··· Material for this task ···
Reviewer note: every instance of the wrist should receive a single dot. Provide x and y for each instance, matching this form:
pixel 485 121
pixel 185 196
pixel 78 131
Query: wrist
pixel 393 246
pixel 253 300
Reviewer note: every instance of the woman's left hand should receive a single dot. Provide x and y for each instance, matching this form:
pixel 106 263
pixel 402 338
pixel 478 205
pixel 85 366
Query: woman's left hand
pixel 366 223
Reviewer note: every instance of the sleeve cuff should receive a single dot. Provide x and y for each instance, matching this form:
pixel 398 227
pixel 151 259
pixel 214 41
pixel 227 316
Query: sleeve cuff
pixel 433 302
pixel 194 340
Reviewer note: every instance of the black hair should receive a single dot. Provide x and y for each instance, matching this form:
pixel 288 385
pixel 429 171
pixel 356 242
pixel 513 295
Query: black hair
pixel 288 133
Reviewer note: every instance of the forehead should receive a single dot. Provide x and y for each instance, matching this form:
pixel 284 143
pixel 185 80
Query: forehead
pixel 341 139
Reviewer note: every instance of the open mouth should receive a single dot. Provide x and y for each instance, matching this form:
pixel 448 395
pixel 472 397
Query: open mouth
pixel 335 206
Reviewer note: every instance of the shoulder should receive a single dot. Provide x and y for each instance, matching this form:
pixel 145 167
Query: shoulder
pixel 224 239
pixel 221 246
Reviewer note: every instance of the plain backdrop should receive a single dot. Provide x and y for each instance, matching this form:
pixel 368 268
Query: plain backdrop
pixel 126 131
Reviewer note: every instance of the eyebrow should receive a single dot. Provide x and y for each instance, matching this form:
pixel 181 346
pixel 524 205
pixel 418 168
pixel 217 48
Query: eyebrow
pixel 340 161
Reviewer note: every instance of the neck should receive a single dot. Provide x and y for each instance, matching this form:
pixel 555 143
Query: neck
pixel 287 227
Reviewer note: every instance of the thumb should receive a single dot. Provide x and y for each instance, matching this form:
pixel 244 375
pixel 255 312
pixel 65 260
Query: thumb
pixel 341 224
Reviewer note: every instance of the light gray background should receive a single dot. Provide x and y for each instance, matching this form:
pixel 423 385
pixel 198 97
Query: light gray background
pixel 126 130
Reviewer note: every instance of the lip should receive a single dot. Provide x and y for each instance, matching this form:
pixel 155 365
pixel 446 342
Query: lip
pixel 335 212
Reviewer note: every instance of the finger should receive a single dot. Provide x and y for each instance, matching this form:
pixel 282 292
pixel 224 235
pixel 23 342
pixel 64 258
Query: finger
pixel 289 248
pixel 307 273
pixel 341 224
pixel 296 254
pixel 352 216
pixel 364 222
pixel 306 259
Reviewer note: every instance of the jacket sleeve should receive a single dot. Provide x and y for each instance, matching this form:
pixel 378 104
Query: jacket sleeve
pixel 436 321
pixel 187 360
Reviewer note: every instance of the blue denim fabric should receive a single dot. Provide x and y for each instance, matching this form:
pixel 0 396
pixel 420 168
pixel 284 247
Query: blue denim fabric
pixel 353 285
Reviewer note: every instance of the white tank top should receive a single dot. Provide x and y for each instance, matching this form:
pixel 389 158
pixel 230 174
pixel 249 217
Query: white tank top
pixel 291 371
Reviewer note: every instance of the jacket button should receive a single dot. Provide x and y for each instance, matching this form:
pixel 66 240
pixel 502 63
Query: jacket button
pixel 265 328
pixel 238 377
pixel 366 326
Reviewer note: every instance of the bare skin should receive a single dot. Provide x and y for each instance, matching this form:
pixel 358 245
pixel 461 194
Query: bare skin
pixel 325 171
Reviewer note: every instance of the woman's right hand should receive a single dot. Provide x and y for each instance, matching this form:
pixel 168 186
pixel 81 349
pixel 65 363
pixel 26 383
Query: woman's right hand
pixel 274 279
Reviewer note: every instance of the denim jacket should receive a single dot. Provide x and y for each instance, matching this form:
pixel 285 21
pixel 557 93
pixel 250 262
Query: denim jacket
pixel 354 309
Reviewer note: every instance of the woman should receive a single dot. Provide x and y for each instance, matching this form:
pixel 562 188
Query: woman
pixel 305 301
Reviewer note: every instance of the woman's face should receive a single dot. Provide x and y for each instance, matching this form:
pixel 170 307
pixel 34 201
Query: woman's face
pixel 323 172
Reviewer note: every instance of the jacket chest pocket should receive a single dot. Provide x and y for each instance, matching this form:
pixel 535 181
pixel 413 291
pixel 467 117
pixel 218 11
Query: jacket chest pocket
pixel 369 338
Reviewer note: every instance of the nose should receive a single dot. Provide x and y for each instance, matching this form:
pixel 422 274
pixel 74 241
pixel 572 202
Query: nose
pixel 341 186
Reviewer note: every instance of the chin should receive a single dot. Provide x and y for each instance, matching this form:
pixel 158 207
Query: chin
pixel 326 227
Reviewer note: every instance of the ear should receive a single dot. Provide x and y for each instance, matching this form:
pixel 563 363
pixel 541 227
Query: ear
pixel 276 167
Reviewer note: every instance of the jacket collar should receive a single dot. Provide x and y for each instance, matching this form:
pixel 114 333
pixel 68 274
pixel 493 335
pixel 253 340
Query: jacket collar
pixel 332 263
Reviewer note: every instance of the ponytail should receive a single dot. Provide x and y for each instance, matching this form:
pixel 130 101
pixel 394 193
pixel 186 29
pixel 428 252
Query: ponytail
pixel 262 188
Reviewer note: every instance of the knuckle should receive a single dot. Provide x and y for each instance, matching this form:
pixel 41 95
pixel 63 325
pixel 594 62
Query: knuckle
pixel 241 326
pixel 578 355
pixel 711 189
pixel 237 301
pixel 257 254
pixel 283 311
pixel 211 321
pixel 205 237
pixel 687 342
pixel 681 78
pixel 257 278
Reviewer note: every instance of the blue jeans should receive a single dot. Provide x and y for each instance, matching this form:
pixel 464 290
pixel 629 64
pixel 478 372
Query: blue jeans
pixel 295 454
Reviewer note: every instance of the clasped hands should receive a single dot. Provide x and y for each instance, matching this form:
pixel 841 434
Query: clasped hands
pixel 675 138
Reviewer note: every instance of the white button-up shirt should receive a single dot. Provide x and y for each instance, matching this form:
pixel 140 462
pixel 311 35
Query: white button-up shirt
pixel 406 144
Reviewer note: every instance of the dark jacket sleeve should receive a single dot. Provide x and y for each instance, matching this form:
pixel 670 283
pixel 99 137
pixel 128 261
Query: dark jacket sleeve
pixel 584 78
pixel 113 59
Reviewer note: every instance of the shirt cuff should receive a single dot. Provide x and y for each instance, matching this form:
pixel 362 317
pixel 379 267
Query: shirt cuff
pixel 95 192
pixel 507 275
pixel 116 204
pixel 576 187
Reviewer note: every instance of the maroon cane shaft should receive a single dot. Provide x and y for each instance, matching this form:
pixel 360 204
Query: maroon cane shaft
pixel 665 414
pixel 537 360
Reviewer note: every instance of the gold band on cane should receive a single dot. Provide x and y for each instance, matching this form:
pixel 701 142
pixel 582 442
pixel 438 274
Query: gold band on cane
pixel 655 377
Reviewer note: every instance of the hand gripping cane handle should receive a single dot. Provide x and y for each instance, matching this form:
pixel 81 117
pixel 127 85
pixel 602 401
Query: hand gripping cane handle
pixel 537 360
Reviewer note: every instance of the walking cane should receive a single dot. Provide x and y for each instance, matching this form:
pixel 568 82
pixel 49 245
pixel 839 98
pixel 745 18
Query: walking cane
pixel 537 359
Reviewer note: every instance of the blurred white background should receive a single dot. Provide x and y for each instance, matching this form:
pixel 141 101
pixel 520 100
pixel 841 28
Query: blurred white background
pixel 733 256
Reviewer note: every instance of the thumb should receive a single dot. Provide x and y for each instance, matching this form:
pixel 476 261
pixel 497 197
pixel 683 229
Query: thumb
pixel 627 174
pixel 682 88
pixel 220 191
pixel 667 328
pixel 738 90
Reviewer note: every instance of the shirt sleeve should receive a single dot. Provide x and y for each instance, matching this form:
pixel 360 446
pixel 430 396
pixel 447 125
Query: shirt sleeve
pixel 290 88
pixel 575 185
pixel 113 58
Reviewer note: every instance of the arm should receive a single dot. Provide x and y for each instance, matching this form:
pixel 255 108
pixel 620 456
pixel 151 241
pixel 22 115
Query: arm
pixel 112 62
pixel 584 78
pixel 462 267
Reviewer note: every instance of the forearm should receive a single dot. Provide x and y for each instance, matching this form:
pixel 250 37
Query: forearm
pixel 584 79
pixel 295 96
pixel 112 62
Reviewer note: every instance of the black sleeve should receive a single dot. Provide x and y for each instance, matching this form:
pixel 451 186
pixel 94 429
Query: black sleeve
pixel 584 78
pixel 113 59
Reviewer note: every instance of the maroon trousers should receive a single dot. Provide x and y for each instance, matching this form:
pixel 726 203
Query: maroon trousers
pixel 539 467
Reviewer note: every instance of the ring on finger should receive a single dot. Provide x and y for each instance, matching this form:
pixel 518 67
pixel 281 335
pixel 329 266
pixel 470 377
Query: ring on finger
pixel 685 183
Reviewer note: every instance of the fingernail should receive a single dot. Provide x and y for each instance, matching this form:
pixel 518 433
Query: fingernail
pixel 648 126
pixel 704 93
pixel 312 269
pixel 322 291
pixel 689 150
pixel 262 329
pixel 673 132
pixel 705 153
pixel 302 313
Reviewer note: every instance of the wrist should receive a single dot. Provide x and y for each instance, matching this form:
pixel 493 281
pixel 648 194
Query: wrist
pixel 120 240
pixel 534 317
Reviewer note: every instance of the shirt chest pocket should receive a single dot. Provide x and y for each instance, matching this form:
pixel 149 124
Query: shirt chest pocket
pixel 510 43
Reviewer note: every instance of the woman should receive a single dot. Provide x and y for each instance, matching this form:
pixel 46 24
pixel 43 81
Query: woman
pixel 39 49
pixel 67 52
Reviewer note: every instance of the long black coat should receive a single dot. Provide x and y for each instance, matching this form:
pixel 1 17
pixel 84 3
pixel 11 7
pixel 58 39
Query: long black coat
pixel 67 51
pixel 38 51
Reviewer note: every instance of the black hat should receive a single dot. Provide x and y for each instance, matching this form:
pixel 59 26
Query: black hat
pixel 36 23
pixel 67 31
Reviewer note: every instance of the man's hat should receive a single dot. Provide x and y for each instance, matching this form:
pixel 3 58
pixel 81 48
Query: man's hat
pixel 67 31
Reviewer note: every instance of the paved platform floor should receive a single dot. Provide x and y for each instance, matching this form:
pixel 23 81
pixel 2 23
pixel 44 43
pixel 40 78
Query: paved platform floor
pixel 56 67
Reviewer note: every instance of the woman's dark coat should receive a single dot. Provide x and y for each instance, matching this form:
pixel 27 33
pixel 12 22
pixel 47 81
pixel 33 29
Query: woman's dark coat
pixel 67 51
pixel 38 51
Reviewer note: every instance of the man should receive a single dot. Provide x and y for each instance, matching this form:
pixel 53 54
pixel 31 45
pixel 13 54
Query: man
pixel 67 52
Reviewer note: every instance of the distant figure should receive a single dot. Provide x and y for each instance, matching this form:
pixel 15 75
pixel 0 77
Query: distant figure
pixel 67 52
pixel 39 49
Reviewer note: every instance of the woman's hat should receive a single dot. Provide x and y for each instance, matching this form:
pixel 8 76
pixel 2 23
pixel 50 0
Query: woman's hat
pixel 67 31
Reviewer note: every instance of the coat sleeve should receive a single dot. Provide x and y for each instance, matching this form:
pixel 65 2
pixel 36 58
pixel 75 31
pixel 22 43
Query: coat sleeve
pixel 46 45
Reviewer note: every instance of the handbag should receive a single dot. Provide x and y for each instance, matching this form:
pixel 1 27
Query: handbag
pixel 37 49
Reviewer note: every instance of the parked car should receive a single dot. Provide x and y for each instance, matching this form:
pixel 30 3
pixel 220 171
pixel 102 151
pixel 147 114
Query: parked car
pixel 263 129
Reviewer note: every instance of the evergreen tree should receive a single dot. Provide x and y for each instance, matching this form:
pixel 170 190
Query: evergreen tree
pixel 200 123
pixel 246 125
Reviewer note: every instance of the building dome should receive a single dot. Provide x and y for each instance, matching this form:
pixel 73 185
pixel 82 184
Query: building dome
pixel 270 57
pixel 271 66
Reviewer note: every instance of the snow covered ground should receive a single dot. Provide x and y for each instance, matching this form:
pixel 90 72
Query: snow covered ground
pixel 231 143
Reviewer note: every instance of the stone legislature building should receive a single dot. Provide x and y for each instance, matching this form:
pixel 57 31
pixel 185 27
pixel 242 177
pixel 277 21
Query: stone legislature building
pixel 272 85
···
Requirement: Copy exactly, and only, the lines from the one containing "Reviewer note: every instance of the coat" through the last line of the listing.

Exercise answer:
Reviewer note: every instance of the coat sleeve should receive a single dot. Provide x and y for each instance, matching this form:
pixel 65 2
pixel 36 58
pixel 75 31
pixel 22 43
Query: coat sleeve
pixel 46 45
Reviewer note: every instance of the handbag should receive a single dot. Provide x and y for each instance, matching this form:
pixel 1 27
Query: handbag
pixel 37 49
Reviewer note: every instance of the parked car should receive a single dot. Provide x and y for each instance, matching this form:
pixel 30 3
pixel 220 171
pixel 102 151
pixel 147 114
Query: parked car
pixel 263 129
Reviewer note: every instance of the evergreen tree should receive a single dot. Provide x and y for each instance, matching this form:
pixel 170 190
Query: evergreen tree
pixel 200 123
pixel 246 125
Reviewer note: every instance of the building dome should receive a single dot. Provide x and y for each instance, matching this form:
pixel 73 185
pixel 82 184
Query: building dome
pixel 270 57
pixel 271 66
Reviewer note: every instance of the snow covered ground should receive a single dot. Provide x and y for each instance, matching this form:
pixel 90 72
Query: snow covered ground
pixel 231 143
Reviewer note: every instance of the stone legislature building should receive a single dot. Provide x and y for each instance, matching this form:
pixel 57 31
pixel 185 27
pixel 242 177
pixel 277 21
Query: stone legislature building
pixel 272 85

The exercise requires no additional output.